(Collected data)
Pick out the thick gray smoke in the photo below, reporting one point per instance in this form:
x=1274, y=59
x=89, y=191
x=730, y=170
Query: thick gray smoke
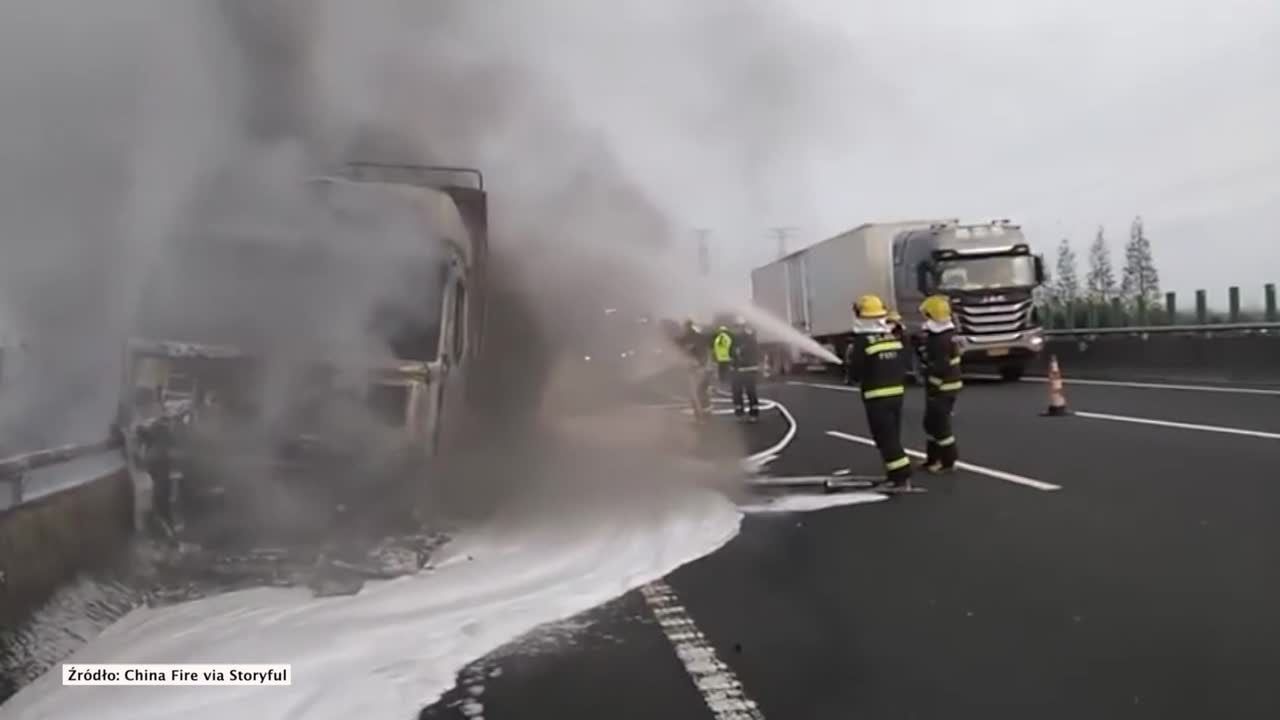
x=132, y=126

What the task requires: Write out the lines above word for word, leaving out the pictures.

Solution below:
Pick out the thick gray smoke in the photo below, reporting one point per instance in this form:
x=1274, y=59
x=89, y=191
x=730, y=170
Query: thick gray smoke
x=132, y=126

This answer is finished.